Set problem
Arrange every line of the records below as a Markdown table with the columns "No." and "Line," numbering the rows and skipping blank lines. Leave the pictures out of the table.

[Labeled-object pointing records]

▼

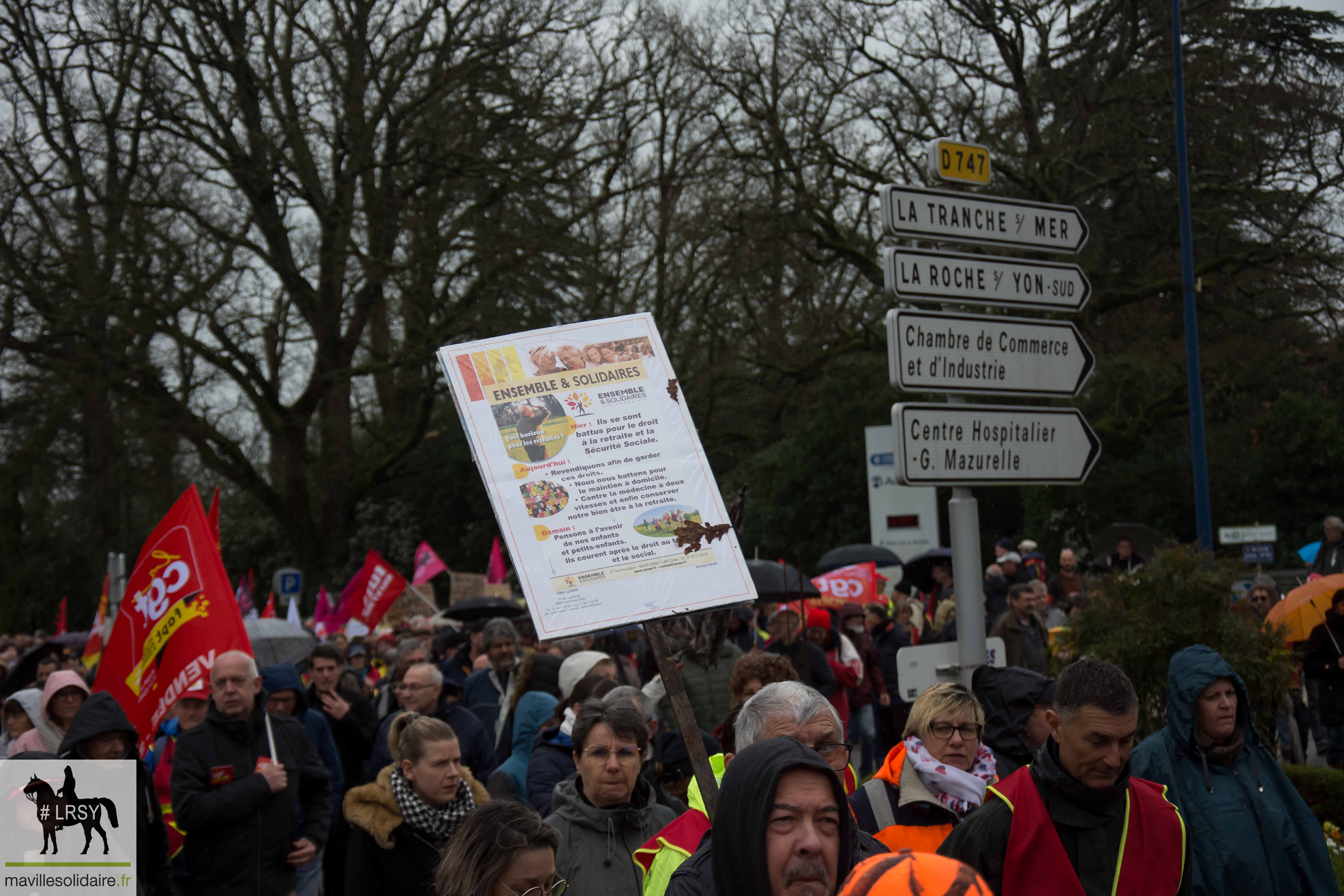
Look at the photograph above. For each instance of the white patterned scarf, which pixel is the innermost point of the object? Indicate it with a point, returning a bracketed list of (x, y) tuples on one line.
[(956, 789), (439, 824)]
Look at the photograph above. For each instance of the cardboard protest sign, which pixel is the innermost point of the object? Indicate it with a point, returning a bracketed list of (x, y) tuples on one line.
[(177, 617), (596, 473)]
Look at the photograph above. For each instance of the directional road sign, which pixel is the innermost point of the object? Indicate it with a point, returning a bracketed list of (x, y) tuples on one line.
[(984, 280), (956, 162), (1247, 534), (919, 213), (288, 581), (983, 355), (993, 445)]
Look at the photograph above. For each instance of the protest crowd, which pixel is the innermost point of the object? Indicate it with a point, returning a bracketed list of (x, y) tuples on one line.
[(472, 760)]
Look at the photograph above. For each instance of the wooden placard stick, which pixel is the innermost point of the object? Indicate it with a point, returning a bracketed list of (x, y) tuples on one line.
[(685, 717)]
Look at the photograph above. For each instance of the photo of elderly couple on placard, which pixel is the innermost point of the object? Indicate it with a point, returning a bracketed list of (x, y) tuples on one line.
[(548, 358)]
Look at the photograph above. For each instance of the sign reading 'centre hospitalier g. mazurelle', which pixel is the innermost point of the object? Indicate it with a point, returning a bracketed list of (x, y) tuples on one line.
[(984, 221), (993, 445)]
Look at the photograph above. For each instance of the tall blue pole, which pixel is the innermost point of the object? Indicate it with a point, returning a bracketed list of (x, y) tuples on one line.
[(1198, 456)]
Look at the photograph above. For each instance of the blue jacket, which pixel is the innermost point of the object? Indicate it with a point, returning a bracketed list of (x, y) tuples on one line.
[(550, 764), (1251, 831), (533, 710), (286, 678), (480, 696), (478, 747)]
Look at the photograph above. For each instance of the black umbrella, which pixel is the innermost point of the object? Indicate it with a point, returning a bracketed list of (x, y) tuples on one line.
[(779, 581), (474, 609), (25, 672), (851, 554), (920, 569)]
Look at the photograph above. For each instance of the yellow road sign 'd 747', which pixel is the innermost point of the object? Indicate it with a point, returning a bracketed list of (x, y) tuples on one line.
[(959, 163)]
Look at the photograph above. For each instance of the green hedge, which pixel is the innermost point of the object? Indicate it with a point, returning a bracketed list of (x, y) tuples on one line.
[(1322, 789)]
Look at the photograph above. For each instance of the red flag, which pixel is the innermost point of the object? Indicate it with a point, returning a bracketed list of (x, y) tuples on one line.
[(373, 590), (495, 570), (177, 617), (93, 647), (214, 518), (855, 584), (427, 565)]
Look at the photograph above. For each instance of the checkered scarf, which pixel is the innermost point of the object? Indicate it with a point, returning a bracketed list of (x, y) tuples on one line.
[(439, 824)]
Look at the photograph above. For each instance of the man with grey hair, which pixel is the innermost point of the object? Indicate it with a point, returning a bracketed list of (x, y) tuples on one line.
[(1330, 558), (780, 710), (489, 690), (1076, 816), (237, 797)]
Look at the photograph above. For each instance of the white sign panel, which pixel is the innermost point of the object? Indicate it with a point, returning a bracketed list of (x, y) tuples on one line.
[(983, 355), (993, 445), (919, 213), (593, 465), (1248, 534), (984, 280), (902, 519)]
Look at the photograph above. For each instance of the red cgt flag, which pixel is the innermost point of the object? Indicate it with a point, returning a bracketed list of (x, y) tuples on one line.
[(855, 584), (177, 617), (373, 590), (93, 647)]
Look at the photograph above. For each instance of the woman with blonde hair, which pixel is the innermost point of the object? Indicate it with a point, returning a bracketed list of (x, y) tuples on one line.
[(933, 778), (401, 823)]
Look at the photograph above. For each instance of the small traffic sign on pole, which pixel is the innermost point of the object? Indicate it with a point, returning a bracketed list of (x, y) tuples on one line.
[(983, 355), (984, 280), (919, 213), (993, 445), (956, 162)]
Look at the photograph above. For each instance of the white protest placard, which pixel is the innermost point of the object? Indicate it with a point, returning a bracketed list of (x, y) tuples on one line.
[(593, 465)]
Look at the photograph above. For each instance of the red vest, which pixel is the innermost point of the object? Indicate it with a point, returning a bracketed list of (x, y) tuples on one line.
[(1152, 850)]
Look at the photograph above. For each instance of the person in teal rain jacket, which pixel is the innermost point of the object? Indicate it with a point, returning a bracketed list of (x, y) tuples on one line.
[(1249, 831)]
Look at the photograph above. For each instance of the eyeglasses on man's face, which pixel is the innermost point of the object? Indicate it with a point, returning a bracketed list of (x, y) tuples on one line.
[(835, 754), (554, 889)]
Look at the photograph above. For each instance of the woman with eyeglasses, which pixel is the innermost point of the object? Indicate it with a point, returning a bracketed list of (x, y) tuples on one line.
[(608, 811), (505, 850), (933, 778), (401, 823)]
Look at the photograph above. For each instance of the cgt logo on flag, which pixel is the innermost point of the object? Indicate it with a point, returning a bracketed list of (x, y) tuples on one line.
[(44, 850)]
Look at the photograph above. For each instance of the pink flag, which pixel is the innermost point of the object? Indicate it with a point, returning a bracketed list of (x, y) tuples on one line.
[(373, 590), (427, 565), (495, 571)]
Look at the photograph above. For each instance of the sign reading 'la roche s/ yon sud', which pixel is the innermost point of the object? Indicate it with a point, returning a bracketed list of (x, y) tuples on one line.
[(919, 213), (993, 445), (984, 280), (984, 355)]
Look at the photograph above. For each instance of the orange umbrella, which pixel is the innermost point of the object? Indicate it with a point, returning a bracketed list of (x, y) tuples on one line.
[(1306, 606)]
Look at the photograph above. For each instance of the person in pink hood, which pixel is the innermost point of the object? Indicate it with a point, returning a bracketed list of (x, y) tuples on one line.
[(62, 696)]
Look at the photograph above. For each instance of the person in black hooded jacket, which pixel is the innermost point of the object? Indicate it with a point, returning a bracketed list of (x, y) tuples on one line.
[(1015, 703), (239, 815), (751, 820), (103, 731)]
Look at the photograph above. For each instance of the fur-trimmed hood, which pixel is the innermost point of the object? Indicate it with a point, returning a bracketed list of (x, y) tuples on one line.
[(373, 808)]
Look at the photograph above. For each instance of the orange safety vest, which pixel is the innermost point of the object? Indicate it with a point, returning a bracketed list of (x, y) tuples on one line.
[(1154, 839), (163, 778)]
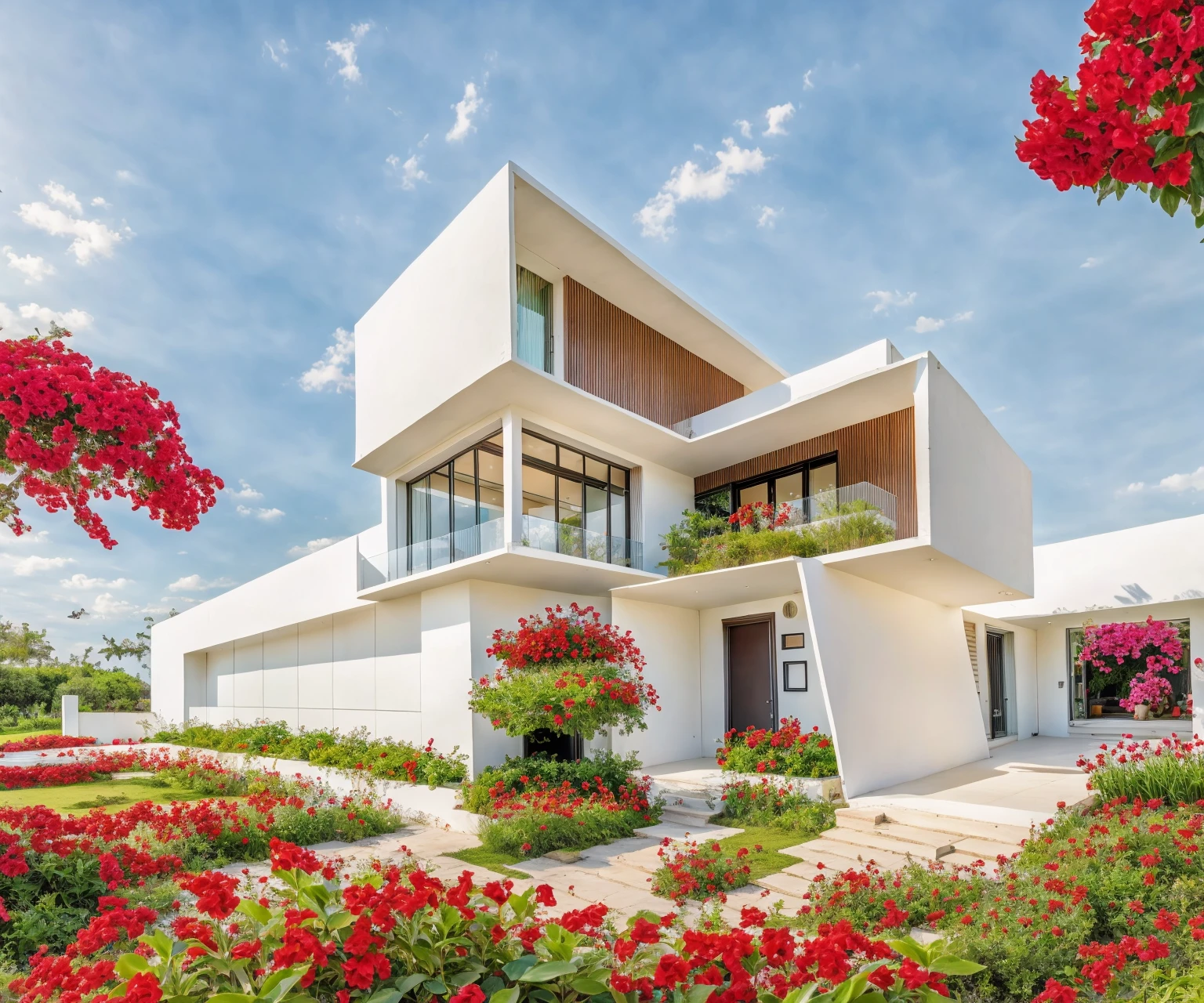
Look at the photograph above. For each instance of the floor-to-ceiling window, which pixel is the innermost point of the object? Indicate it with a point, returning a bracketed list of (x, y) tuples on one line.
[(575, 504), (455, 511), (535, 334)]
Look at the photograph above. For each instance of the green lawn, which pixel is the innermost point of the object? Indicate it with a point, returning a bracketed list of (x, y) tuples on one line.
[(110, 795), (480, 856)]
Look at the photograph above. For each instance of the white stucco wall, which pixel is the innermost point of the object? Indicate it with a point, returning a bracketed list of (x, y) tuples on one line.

▲

Reply to the task
| No. | Line |
|---|---|
| 1 | Look at the photograph above. For each instance of the white patterned scarf, which pixel is the innermost point of the object? Indicate it with a point, returning a bracketed list of (x, y) tuples on one line. |
| 2 | [(956, 789), (439, 824)] |
| 3 | Look at the photograph above. For each instance of the cardboard protest sign, which pixel is the innermost point of the object? Indicate it with a point, returning a bracketed list of (x, y) tuples on one line. |
| 4 | [(177, 617), (596, 473)] |
| 5 | Look at the photograph above. For each instance of the directional road sign, which pixel is the innermost point of the object? Indicate it with a point, returning a bracketed list of (x, y) tuples on one line. |
| 6 | [(984, 280), (956, 162), (1247, 534), (919, 213), (288, 581), (983, 355), (993, 445)] |
| 7 | Look at the photograph above. For each instance of the protest crowd, which pixel is the innermost point of the object? Indicate it with a point, returning a bracketed list of (x, y) tuples on one line. |
| 8 | [(472, 760)] |
| 9 | Look at the photograph above. For each instance of the wooden placard stick, which pixel is the innermost point of the object? Indicate it with a point, returning a bracketed list of (x, y) tuples on one line. |
| 10 | [(685, 717)] |
| 11 | Look at the photograph above. For each instance of the photo of elderly couple on placard, which pixel is the innermost point of the object? Indicate it with a point, returning a bracketed list of (x, y) tuples on one line. |
| 12 | [(548, 358)] |
| 13 | Look at the photograph above. For each instance of the sign reading 'centre hospitalier g. mazurelle', which pixel is the innermost point of the object? Indicate it with a point, returning a bracketed list of (x, y) tuples on one line. |
| 14 | [(984, 221), (993, 445)] |
| 15 | Look at the photograph above. For each instance of the tall blue pole, which pixel is the innermost point of the object? Indicate it with a point, returning a bracketed list of (x, y) tuples on one line. |
| 16 | [(1198, 456)] |
| 17 | Look at the photograph above. For each instance of the blue jacket, which pixel is the innermost point of the object? Indicate it with a point, returning a bracketed list of (x, y) tuples on one line. |
| 18 | [(550, 764), (1251, 831), (533, 710), (286, 678), (480, 696), (478, 747)] |
| 19 | Look at the photograph above. For each instance of the black umbrella, which pixel is the innermost point of the object? Indicate it with a point, returning a bracketed list of (x, y) tuples on one line. |
| 20 | [(779, 581), (474, 609), (25, 672), (851, 554), (920, 569)] |
| 21 | Look at the photograph above. For each instance of the yellow road sign 'd 747', which pixel is the innermost point of the object? Indicate it with a point, returning a bracketed list of (x, y) tuples on one line. |
| 22 | [(959, 163)] |
| 23 | Look at the photograph above. For each instance of the green hedge, which pixel is the innermost point of the object? Indicate it with a point, returning a bracketed list of (x, y) tuples on one line. |
| 24 | [(1322, 789)] |
| 25 | Look at the photograph above. For each instance of the red flag, which pixel is the innermost point of the object? Indicate it with a point, returning a bracketed list of (x, y) tuples on one line. |
| 26 | [(373, 590), (495, 570), (177, 617), (93, 647), (214, 518), (855, 584), (427, 565)] |
| 27 | Look at the photograph above. For each instance of the checkered scarf, which pixel is the innermost point of the object? Indicate it with a point, returning a bracketed list of (x, y) tuples on one line. |
| 28 | [(439, 824)] |
| 29 | Look at the photograph above. For each instance of the man with grey hair, which pixel is the innermost point of the object? Indicate it with a point, returning a bracketed list of (x, y) tuples on one line. |
| 30 | [(1330, 558), (780, 710), (489, 690), (1076, 816), (237, 797)] |
| 31 | Look at the photograph above. For each instance of the white sign panel, which pixel is the innermost point of the object? Indicate it with a point, returning a bracketed list of (x, y) tuples on one line. |
| 32 | [(983, 355), (993, 445), (919, 213), (593, 465), (1248, 534), (984, 280), (902, 519)] |
| 33 | Look at the photograph above. For each instance of the red cgt flag, which pixel is the innermost point of the object? Indicate it with a point, returning a bracketed list of (x, y) tuples on one line. |
| 34 | [(855, 584), (177, 617), (373, 590), (93, 647)] |
| 35 | Look at the photograph above. For each instance of the woman with blonde hair, which pixel is the innermost point of the object? Indicate it with a point, returning a bracketed list of (x, y) tuples on one line. |
| 36 | [(933, 778), (401, 823)] |
| 37 | Look at the photograph above. For each instance of the small traffic sign on pole, which pixel is the innermost point of the object? Indicate it with a point, returning a bracketed list of (x, y) tuples on one line. |
| 38 | [(983, 355), (984, 280), (919, 213), (993, 445), (956, 162)] |
| 39 | Look at the photograph above. For each instance of the white protest placard, which pixel is the innermost point of the object? Indicate it with a point, returning a bracketed list of (x, y) tuples on one line. |
| 40 | [(593, 465)] |
| 41 | Look at the photograph above. For each instance of the red vest, which pixel is the innermost point of the object? Indicate it with a point, returning a bracketed list of (x, y) tuples on one line. |
| 42 | [(1152, 850)] |
| 43 | Look at the photograph above. For each instance of the person in teal rain jacket, which pixel is the innermost point of the object? Indicate it with a point, returning a bracketed list of (x, y) tuples on one line. |
| 44 | [(1249, 831)] |
| 45 | Look at the photograph above. For each instance of the eyeglasses on man's face, which pixel is the innermost point of the object? Indicate it with a point, returning a bracketed list of (x, y) tuples on one line. |
| 46 | [(835, 754), (554, 889)] |
| 47 | Look at the photograph above. For each instance of the woman with eyeglasses, which pixel is the innermost point of the object? Indicate it with a point, returning a bracketed list of (x, y) tuples on one line. |
| 48 | [(608, 811), (505, 850), (933, 778), (401, 823)] |
| 49 | Look at the photograph above. For each instance of the cgt logo on flag, which pixel is the innermost point of the object? Indicate it with a point, returning a bracketed list of (x, y) tuples on one line. |
| 50 | [(44, 850)] |
| 51 | Look at the photograph above. For each instance of the pink flag, which pixel is the innermost point of the object? Indicate it with a point, returning a bracketed list of (x, y) tuples on one line. |
| 52 | [(373, 590), (427, 565), (495, 571)] |
| 53 | Look at the photograph above. For each instance of the sign reading 'la roche s/ yon sud', which pixel is the innermost point of the object? Indicate it with a point, returning a bracketed list of (x, y) tuples on one line. |
| 54 | [(919, 213), (993, 445), (984, 280), (984, 355)] |
| 55 | Look at the photograph above. For each instance of the orange umbrella, which pixel is the innermost point of the object? Indicate it with a point, returning a bracketed list of (x, y) tuples on one line. |
| 56 | [(1306, 606)] |
| 57 | Look at the photograph above. For each instance of the person in pink hood, which pixel is the innermost point of the object? Indicate it with a point, returning a bracketed list of (x, y) tuples on one line. |
| 58 | [(62, 696)] |
| 59 | Look at the photograph above. For each instance of the person in black hooded jacket, which pixel is the innermost point of the object? Indicate it with a point, returning a bracketed list of (x, y) tuples on one line. |
| 60 | [(1015, 703), (239, 815), (751, 820), (103, 731)] |
| 61 | Look at the photograph above. For each instance of the fur-trimmed hood, which pixel is the innermost point of the object? Indicate it with a point, returning a bracketed list of (x, y) tuples on one line. |
| 62 | [(373, 808)] |
| 63 | Look at the photograph above. For each instance of the orange safety vest, which pixel is the innermost point of the object? Indicate it with a point, returning a bracketed list of (x, y) tuples on one line. |
| 64 | [(1154, 839), (163, 778)] |
| 65 | Look at the photograph above. For each instance of the floor-to-ceiling window, which pixel is the innermost point of the object? Indicate it with a point, returning a bracketed list of (x, y) tuples on one line. |
| 66 | [(575, 504), (455, 511), (535, 334)] |
| 67 | Look at the photograph above. For each instance of the green lawn, which pixel is the innermost point of the object? Indicate it with a point, returning a bracketed list of (x, y) tuples on one line. |
| 68 | [(110, 795), (480, 856)] |
| 69 | Look at the photograph above. For each instance of the white stucco wall, which pixel is the innermost point of the object? Indicate it with a point, returning a bracketed list of (x, y) tuples on one line. |